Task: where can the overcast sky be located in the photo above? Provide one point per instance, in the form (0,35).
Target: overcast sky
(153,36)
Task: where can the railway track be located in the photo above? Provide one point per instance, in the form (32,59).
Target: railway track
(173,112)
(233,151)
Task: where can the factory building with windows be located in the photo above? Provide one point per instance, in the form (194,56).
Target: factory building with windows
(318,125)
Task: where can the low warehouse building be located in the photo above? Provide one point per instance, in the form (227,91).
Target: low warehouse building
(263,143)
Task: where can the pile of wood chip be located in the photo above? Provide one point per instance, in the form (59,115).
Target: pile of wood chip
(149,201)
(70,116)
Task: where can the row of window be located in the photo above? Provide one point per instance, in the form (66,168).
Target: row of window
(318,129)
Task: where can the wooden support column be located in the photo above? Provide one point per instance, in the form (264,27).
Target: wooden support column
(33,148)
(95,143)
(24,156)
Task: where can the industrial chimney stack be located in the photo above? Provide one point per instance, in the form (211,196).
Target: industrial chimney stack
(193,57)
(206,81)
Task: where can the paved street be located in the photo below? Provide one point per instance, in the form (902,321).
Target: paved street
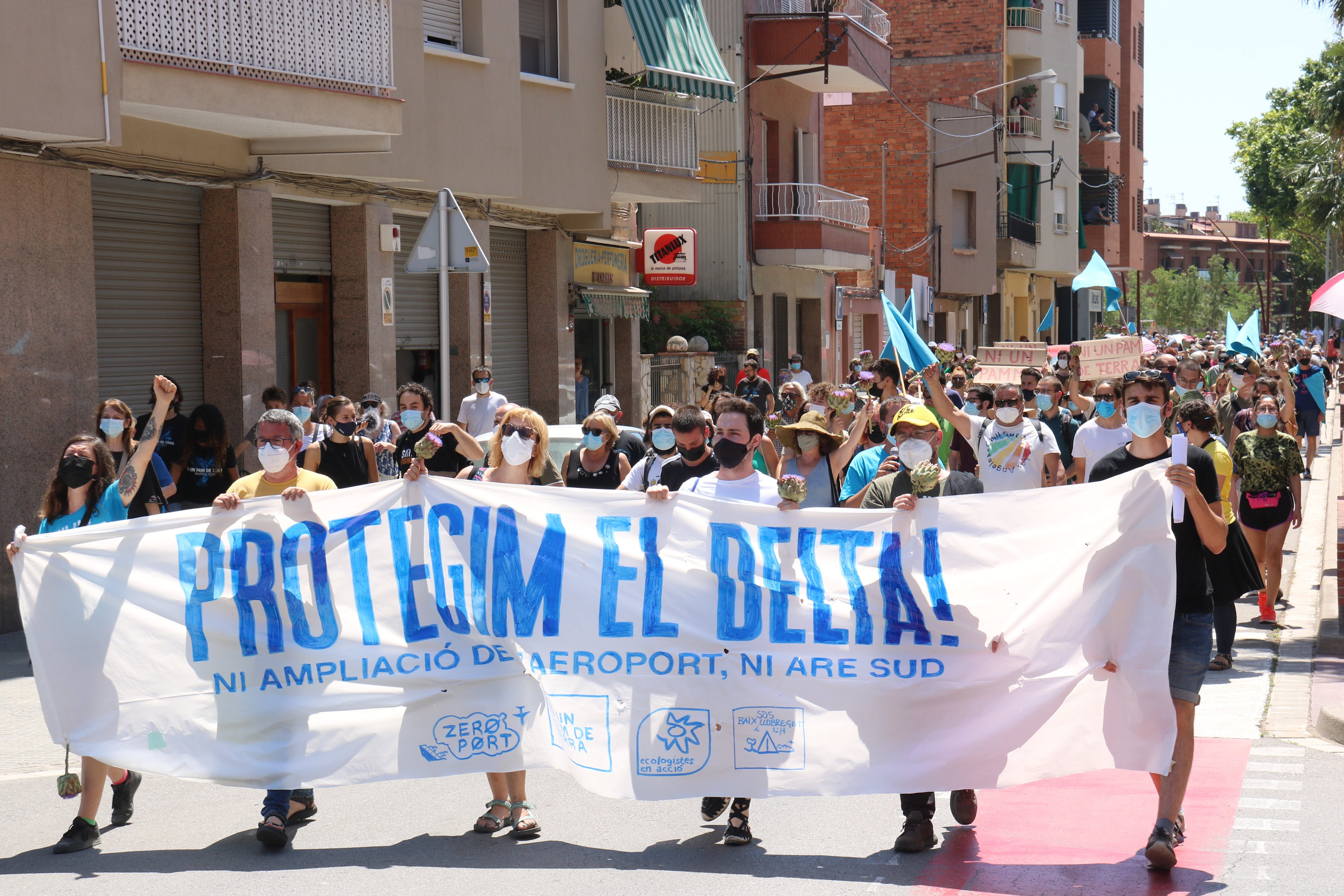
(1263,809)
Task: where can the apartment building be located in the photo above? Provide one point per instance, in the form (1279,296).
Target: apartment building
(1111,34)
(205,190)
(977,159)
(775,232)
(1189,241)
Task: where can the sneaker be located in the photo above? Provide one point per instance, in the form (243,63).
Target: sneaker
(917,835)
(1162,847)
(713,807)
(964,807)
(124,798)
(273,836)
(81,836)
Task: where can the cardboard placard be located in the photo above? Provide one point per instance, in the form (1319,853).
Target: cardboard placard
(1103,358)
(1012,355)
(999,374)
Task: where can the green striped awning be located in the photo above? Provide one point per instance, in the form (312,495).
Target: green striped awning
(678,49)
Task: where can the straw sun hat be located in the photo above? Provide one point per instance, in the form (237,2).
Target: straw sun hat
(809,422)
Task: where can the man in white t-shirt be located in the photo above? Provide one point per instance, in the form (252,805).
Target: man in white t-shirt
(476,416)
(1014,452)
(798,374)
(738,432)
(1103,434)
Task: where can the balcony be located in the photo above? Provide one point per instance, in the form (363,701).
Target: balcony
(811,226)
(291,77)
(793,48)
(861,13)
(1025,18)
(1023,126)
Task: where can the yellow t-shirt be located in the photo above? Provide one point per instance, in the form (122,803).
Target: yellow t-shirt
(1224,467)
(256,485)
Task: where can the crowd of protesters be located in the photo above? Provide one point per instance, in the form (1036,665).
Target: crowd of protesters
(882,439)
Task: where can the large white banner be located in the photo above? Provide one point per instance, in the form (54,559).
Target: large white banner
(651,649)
* * *
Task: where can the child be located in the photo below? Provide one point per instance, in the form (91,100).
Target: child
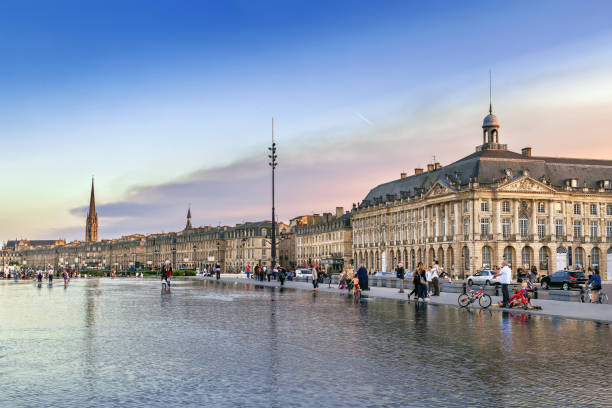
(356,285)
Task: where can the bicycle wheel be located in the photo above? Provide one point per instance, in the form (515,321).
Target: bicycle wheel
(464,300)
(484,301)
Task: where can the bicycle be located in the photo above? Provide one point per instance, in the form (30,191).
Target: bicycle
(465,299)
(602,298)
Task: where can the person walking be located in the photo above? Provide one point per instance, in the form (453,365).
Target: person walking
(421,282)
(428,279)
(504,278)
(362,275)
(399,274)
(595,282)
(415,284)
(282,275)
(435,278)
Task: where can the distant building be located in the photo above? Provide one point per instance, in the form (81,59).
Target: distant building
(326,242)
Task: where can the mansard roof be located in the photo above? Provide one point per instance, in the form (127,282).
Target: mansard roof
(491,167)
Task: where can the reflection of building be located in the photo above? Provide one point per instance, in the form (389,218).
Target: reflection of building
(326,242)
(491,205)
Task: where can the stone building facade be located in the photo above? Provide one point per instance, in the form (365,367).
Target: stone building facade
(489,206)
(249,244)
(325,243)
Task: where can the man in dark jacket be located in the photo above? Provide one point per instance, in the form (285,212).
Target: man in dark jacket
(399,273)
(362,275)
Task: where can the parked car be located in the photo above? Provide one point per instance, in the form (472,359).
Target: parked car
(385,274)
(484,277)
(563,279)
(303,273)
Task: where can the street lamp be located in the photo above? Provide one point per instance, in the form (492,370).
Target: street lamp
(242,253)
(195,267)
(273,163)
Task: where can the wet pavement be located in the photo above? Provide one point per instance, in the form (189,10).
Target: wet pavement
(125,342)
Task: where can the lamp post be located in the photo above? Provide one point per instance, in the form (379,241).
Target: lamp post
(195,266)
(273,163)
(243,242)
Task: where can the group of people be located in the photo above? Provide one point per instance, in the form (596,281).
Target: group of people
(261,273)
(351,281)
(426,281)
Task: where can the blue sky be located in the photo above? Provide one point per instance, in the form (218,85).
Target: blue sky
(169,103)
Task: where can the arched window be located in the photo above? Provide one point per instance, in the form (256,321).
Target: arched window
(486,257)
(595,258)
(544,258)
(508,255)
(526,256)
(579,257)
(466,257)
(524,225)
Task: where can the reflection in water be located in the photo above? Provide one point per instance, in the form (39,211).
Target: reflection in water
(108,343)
...
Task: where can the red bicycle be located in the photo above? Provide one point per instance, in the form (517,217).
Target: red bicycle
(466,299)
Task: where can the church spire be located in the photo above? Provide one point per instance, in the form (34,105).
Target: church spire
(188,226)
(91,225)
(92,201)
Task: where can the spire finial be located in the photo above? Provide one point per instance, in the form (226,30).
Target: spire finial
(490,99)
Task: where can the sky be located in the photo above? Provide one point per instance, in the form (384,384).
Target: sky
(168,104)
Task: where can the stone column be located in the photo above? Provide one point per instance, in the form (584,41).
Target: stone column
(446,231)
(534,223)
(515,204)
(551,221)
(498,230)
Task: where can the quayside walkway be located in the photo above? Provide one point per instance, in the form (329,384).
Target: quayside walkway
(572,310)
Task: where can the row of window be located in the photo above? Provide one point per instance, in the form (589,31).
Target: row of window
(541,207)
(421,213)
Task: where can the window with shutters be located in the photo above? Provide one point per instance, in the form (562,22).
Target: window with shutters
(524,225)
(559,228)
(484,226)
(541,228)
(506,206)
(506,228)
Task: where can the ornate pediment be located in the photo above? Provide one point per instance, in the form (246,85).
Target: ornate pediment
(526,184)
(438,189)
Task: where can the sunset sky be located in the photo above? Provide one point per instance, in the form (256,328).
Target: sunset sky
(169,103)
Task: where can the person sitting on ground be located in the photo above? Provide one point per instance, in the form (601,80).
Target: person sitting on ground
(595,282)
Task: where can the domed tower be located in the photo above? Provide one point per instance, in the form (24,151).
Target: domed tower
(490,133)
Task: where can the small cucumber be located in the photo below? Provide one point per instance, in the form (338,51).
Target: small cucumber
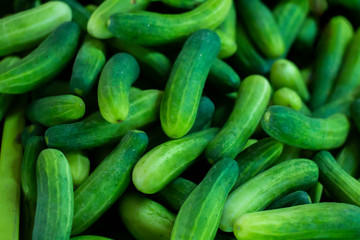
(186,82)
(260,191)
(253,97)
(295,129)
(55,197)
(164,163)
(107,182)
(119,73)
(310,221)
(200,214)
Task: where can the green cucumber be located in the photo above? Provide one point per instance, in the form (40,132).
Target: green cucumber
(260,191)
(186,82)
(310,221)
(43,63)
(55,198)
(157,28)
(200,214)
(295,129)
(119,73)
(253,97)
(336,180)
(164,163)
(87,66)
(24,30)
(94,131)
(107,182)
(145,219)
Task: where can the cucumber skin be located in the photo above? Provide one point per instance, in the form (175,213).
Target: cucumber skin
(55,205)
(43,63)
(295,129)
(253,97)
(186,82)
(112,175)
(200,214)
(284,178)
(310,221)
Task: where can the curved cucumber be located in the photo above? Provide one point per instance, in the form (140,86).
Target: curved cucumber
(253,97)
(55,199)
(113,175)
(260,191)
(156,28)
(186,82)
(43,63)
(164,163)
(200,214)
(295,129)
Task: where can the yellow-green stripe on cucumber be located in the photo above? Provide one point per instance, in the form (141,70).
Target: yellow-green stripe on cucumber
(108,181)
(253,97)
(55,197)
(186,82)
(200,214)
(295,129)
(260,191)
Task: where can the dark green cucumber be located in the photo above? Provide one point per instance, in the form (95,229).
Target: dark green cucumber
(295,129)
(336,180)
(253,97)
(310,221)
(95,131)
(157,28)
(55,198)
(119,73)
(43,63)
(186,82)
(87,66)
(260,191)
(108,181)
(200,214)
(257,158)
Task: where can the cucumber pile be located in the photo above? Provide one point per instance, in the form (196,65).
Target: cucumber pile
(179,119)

■ **DIRECTIVE**: Count the lines in the entries above that contain the word "sunset", treating case as significant, and reply with only the number.

■ **TASK RESULT**: 2